Written request
Rescale part of the items below: begin at the line that contains "Verification task: the fur hat", stop after the line that contains "[196,522,518,686]", and write out only those lines again, requests included. Multiply each bounding box coordinate in the answers by 0.95 and round it to a whole number, with halves rounded up.

Supplied data
· · ·

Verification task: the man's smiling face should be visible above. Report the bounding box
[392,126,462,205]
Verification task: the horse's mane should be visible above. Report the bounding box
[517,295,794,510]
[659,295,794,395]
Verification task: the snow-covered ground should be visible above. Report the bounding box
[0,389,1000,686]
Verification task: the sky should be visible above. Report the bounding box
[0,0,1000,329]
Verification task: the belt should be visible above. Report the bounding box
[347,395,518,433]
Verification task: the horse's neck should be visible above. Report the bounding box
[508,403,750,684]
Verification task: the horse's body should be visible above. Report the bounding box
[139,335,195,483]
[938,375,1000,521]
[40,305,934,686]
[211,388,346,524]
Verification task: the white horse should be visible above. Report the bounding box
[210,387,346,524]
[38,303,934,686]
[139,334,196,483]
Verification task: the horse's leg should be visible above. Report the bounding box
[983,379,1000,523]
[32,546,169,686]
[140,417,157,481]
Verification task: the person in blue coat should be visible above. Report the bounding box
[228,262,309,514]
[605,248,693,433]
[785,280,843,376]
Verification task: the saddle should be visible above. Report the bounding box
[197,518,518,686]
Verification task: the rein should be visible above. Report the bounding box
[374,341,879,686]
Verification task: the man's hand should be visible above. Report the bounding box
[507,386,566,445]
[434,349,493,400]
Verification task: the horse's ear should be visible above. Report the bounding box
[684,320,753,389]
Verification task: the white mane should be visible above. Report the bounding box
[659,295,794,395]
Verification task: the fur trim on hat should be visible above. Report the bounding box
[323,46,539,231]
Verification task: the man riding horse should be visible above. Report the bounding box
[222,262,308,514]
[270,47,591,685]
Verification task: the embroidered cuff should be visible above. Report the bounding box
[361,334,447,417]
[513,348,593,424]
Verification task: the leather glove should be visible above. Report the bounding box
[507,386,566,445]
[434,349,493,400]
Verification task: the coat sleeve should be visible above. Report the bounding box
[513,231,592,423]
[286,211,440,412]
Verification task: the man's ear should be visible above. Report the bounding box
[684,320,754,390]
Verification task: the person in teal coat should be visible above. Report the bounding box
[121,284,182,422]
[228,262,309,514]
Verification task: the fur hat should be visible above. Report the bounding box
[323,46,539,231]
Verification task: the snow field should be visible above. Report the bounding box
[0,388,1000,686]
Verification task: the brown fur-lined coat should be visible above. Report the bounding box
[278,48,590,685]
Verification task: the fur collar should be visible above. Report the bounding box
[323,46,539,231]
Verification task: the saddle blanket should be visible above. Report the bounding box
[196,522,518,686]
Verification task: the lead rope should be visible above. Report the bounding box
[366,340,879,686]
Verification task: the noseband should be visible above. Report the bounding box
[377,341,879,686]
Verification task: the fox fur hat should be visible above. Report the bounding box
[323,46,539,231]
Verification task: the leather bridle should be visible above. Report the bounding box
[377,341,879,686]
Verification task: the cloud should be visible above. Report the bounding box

· · ·

Result for this task
Verification task: the fur hat should be visible above. Report the bounding box
[307,44,512,219]
Verification task: the snow field should be visible above. Report the bounding box
[0,369,950,652]
Verification task: the brown fur-lined coat should be visible above. Report the bounding box
[264,46,561,651]
Verification task: the fur collar should be visible above. Report the bounding box
[307,44,512,219]
Verification task: the saddle blanket should be visible above. Report the bounding box
[186,496,492,652]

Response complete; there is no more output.